_Exercise description_. A copy is needed of each line in the records that has the word "rekognition".

____ Extracted data

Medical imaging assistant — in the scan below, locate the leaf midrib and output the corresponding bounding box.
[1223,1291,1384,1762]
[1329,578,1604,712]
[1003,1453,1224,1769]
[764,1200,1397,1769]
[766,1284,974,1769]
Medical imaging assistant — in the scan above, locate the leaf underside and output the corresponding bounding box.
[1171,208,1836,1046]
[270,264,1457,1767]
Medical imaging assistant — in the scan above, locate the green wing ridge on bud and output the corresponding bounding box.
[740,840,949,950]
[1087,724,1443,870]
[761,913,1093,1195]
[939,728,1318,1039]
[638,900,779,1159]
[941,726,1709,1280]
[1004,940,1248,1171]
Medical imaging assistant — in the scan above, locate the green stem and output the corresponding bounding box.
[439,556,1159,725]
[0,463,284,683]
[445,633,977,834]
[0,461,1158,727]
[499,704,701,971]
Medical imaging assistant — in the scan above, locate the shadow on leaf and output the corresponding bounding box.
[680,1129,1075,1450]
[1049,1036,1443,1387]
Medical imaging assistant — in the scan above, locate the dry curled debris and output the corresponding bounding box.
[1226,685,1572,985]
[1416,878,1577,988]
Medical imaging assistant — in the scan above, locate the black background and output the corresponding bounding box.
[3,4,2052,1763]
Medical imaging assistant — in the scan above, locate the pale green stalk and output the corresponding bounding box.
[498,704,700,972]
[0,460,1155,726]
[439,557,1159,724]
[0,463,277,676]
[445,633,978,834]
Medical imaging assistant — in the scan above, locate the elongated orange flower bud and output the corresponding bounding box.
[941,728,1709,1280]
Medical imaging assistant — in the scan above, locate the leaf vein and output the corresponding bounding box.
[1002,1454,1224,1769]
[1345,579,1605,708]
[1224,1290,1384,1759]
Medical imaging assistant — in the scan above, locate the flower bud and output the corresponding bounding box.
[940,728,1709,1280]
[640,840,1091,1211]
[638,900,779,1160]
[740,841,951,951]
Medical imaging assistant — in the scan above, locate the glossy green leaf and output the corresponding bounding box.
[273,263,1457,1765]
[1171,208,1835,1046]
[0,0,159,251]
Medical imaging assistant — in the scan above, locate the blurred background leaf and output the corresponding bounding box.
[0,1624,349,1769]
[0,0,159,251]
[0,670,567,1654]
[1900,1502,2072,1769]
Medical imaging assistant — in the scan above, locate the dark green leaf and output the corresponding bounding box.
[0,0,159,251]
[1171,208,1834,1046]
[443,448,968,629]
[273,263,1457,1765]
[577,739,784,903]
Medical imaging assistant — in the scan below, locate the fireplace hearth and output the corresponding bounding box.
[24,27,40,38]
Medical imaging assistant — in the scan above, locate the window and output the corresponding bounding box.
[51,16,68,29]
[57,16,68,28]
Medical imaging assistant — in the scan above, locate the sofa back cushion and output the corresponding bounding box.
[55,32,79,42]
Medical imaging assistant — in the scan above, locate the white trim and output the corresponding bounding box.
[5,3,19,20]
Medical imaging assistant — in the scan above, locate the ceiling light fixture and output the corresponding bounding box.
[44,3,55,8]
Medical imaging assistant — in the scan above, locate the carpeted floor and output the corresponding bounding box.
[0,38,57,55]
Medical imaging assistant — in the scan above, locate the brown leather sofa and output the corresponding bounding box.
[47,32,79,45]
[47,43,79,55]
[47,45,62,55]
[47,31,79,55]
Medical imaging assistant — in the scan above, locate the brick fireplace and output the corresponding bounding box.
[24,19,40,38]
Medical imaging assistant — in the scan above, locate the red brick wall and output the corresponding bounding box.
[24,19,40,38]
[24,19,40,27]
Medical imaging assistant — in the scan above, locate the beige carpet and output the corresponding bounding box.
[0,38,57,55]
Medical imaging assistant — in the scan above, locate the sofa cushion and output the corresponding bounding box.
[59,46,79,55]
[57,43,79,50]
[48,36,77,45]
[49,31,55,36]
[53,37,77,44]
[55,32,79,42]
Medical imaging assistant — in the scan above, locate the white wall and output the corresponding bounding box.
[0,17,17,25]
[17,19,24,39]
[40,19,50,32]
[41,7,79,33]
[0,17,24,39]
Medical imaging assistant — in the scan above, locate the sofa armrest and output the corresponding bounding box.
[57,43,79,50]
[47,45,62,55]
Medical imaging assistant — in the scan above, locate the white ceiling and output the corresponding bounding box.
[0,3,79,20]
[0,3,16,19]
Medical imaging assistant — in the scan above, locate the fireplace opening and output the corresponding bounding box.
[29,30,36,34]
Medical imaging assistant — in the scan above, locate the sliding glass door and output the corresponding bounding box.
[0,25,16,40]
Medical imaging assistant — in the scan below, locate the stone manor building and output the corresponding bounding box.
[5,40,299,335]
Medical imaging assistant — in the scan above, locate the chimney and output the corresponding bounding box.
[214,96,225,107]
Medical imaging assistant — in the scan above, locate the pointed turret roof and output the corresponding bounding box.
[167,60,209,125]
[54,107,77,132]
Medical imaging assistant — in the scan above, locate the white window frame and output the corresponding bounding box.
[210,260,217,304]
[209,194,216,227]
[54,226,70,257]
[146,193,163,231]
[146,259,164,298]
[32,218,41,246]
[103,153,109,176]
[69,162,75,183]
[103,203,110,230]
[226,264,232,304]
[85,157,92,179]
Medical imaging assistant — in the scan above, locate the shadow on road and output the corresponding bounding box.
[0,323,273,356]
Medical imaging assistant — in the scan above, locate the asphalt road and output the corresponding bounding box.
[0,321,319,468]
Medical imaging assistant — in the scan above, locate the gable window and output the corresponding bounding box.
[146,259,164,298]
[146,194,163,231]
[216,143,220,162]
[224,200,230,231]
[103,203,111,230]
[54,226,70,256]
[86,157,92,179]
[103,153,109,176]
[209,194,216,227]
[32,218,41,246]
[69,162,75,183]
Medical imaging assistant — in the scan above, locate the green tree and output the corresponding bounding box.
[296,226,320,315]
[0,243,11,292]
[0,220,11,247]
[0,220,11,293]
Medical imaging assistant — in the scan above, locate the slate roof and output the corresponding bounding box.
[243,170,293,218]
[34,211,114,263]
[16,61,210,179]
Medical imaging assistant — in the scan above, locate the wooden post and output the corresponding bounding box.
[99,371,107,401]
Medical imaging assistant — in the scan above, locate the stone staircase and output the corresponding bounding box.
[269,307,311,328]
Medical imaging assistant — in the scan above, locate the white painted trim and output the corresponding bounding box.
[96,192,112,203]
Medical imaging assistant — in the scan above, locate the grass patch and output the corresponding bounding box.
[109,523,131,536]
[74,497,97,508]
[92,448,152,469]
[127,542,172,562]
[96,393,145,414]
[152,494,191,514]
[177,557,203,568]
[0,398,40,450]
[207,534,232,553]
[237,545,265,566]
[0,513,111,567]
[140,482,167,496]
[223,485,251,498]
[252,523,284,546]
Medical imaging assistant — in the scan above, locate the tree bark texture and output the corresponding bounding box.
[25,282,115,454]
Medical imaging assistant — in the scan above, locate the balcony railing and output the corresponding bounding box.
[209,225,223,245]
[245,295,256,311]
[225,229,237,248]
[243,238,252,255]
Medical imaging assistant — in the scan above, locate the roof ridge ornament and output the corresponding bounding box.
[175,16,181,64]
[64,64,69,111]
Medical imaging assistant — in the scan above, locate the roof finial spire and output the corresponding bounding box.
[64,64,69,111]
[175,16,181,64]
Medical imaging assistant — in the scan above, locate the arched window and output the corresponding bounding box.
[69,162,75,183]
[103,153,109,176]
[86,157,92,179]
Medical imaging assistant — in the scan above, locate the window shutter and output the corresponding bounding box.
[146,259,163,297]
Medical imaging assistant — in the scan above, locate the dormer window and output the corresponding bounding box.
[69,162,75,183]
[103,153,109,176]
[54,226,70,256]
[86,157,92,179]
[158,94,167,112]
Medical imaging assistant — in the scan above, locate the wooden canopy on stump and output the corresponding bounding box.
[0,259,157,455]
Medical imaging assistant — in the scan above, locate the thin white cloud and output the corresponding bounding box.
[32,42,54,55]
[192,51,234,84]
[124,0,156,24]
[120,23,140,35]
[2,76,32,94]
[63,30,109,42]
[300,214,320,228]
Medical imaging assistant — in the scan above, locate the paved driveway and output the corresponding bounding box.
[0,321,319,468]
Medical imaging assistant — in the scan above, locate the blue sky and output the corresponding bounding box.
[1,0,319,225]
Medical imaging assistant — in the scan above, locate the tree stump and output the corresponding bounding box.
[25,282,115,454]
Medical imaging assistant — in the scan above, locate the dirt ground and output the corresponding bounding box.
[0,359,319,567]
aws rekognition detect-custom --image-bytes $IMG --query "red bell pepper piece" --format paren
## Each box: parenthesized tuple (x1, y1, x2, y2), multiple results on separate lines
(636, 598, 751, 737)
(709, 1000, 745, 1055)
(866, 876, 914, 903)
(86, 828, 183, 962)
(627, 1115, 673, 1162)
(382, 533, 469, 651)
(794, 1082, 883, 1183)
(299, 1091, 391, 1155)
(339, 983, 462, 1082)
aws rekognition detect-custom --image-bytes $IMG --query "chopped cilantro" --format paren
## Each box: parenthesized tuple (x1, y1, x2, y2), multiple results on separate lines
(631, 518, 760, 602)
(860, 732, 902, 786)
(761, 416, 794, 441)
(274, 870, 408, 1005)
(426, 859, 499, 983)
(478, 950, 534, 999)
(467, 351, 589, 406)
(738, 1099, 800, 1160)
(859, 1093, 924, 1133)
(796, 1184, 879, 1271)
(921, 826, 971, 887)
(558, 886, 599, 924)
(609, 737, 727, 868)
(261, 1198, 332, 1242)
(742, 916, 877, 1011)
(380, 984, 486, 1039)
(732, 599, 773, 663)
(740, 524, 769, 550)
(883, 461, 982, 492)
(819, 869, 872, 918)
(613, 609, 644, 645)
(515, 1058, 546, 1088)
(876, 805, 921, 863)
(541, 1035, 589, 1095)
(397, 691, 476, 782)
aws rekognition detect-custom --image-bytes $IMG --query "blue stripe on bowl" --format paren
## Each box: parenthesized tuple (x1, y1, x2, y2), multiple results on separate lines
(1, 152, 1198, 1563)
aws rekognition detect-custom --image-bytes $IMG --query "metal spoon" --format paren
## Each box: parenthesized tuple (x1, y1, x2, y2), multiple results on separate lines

________

_Problem solution_.
aws rekognition detect-custom --image-bytes $IMG --query "red bell pepper piece" --format paren
aws rekognition detect-custom --image-bytes $IMG --query "chopped cilantro" --format paren
aws rekognition detect-custom --image-bytes $IMG --query "blue stripe on bowl" --format paren
aws rekognition detect-custom --image-bytes $IMG --query "metal spoon" --format paren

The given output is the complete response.